Dataset entries ->
^^^^^^^^
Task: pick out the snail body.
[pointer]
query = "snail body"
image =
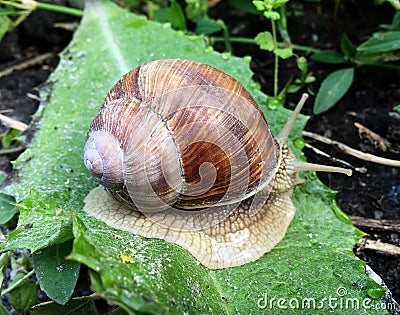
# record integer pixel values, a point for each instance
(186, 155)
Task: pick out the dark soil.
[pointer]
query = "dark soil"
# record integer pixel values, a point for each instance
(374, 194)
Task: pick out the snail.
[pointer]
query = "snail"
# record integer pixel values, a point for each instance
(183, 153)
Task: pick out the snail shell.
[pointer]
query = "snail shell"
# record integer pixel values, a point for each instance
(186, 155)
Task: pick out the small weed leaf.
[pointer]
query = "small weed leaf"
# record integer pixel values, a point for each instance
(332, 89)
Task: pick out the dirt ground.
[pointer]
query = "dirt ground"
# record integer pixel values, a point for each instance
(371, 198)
^^^^^^^^
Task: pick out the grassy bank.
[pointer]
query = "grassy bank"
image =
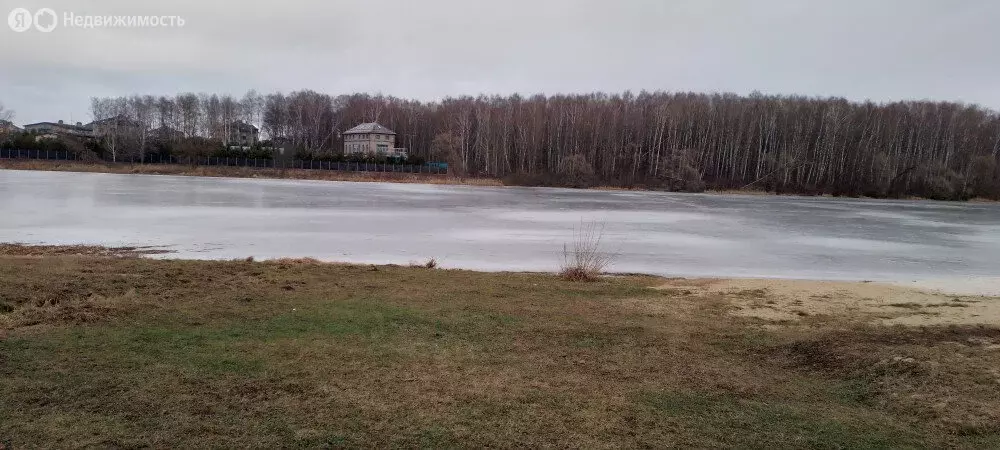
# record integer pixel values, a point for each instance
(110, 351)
^^^^^^^^
WHAT YOU HAVE TO DO -> Copy out every line of the data that includes "dirt".

OUTPUT BELOW ->
Task: pick out the dirt ground.
query = "dirt ground"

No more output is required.